> Direction: In the anthropology ethics case below, what kind of work is the only ethnography of the group, and when was it written?

====== Document passage

The following case was sent by a reader of the Anthropology Newsletter:

"In my research on the language of the _______, a small group of Indians dwelling in the Southwest, I obtained a good deal of ethnographic information as windfall from my intensive linguistic study. There has been only one ethnography written about the _______, a master's thesis written in the 1930s. Not only is this work difficult of access, it is also incomplete. Because no major ethnographic work has been done on the group, it is generally assumed in the literature that their culture is identical to a larger group with whom they were associated in the 18th century. I have found out that this is not so, and that they have (or had, as their culture is rapidly westernizing) a distinctive culture, especially in the areas of religion, ritual, and the supernatural. My dilemma is this: Although the group does not object to descriptions of their former material culture, they are strongly opposed to any discussion of their nonmaterial culture. I was told outright that these beliefs and practices were not the property of non-Indians, and that I had been told about them only because I had found out about certain aspects of these ideas, and they did not want me to be in error about them. In conclusion, I was told that these things should not be published.

"Because of the opposition of my consultants, I have done little with my ethnographic notes. At one point I had begun to write an article on their culture, but abandoned it because I felt moral qualms about going against the expressed desires of my consultants. My question is this: Do the wishes of my consultants override the need of science for an ethnographic description of a little-known culture that is becoming westernized? Would it be ethical to produce a work that would appear only after all of my consultants are dead, which could be 20 or 30 years? Or does the right to privacy, which my consultants insisted on, have to be observed as long as the _______ people maintain their independent existence?"



Nancy Lurie, Milwaukee Public Museum:

The dilemma as posed is a choice between responsibility to one's discipline and responsibility to the people one works with. This narrow interpretation allows only one choice. Confidentiality is confidentiality.

============
====== Rows

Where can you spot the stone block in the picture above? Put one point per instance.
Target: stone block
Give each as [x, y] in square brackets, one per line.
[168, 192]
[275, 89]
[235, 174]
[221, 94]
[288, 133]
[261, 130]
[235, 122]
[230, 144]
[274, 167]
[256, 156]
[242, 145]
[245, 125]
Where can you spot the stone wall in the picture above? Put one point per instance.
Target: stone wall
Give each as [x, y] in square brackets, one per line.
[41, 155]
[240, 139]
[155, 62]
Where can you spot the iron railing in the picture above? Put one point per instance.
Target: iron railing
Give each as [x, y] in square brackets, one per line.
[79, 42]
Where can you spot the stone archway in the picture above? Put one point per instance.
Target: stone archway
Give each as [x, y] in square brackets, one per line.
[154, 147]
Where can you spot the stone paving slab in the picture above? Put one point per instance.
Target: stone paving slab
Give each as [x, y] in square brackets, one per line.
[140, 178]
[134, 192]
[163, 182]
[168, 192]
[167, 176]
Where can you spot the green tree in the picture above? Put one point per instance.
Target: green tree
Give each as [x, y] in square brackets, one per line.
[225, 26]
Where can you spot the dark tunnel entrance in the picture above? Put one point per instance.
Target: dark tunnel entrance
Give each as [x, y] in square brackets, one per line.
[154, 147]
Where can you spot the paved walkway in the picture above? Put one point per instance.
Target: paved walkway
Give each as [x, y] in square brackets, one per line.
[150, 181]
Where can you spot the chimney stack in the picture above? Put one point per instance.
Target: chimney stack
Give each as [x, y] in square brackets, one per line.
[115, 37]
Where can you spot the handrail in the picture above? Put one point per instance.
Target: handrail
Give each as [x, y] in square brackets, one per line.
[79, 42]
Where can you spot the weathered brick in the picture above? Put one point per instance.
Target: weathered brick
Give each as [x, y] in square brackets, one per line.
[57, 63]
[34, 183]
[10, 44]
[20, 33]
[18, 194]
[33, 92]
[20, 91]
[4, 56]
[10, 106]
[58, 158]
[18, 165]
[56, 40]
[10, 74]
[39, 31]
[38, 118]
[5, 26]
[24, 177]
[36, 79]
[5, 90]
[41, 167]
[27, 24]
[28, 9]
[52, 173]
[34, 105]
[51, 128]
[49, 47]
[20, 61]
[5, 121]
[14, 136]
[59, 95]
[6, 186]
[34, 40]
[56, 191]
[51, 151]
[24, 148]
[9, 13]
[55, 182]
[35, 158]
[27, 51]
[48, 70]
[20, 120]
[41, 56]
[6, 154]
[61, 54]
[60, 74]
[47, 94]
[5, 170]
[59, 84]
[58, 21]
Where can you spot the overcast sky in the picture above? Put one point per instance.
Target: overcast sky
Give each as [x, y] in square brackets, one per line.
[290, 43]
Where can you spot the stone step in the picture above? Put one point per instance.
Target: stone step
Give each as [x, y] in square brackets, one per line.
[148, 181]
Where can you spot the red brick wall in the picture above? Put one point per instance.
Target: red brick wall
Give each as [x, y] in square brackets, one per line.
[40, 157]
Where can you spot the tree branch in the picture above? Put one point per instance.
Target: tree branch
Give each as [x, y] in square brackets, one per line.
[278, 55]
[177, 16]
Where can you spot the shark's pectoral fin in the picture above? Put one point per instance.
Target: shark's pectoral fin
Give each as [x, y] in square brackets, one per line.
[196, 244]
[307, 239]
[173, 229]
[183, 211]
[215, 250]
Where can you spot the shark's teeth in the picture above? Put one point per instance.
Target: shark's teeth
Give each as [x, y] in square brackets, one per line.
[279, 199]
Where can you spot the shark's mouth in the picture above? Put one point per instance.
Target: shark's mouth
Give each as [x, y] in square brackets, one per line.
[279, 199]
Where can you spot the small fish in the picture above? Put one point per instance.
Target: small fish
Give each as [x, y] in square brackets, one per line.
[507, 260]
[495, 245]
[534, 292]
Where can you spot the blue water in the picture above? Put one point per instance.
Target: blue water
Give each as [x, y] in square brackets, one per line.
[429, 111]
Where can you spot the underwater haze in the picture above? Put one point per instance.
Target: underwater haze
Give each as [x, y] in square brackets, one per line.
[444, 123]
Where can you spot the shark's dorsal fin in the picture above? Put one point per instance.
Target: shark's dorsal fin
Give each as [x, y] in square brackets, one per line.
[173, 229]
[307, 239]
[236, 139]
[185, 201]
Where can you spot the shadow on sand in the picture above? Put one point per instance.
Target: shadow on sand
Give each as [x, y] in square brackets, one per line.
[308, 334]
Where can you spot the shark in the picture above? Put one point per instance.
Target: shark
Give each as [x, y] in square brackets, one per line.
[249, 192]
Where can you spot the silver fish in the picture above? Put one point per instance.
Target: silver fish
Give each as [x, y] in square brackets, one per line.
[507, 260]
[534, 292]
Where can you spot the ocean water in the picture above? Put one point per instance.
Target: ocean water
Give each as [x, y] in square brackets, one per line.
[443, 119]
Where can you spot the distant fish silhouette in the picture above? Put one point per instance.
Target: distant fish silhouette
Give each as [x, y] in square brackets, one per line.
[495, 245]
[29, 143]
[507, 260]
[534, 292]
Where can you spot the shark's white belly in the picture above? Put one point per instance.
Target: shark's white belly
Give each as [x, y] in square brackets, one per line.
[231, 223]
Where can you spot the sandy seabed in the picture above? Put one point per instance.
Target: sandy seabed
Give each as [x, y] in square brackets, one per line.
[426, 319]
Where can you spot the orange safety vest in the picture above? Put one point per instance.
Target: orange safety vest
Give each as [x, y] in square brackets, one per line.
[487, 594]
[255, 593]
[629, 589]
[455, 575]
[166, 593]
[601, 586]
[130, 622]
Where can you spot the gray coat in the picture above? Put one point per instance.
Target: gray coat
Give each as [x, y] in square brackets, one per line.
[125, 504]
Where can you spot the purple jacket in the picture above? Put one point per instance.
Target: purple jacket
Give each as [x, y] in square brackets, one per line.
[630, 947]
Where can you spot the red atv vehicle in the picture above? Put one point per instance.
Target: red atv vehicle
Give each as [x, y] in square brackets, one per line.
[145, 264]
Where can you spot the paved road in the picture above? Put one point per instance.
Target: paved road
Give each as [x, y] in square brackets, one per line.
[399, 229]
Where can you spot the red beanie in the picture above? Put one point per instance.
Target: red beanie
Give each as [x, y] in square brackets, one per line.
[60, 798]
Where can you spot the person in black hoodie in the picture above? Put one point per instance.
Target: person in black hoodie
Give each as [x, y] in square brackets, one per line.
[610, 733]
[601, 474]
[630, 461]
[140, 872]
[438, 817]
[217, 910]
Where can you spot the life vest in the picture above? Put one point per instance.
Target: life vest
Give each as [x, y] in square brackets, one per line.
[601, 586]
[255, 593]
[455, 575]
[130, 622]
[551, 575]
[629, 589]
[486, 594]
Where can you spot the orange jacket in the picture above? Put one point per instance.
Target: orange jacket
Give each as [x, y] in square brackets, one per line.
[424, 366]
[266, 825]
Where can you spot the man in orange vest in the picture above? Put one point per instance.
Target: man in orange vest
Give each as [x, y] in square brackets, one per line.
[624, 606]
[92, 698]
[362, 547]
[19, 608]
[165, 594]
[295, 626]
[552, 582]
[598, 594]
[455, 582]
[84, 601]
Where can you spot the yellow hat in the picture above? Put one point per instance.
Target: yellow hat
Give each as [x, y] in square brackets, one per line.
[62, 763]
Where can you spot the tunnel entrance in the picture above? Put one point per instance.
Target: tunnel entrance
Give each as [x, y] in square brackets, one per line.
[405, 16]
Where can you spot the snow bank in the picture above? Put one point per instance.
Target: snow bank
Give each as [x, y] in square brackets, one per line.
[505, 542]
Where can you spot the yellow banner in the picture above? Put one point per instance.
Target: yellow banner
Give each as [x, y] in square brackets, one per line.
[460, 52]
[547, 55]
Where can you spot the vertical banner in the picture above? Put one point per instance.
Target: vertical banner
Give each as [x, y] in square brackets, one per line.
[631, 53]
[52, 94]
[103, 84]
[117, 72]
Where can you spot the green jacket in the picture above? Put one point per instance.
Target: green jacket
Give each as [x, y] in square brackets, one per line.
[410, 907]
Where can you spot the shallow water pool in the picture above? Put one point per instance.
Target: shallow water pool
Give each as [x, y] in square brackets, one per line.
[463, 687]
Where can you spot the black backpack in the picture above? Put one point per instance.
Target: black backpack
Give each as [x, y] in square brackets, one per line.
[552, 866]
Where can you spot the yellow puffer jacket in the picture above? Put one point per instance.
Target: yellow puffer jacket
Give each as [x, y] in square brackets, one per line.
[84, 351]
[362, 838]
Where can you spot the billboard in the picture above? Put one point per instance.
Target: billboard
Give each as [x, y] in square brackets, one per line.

============

> Response below: It is a master's thesis written in the 1930s.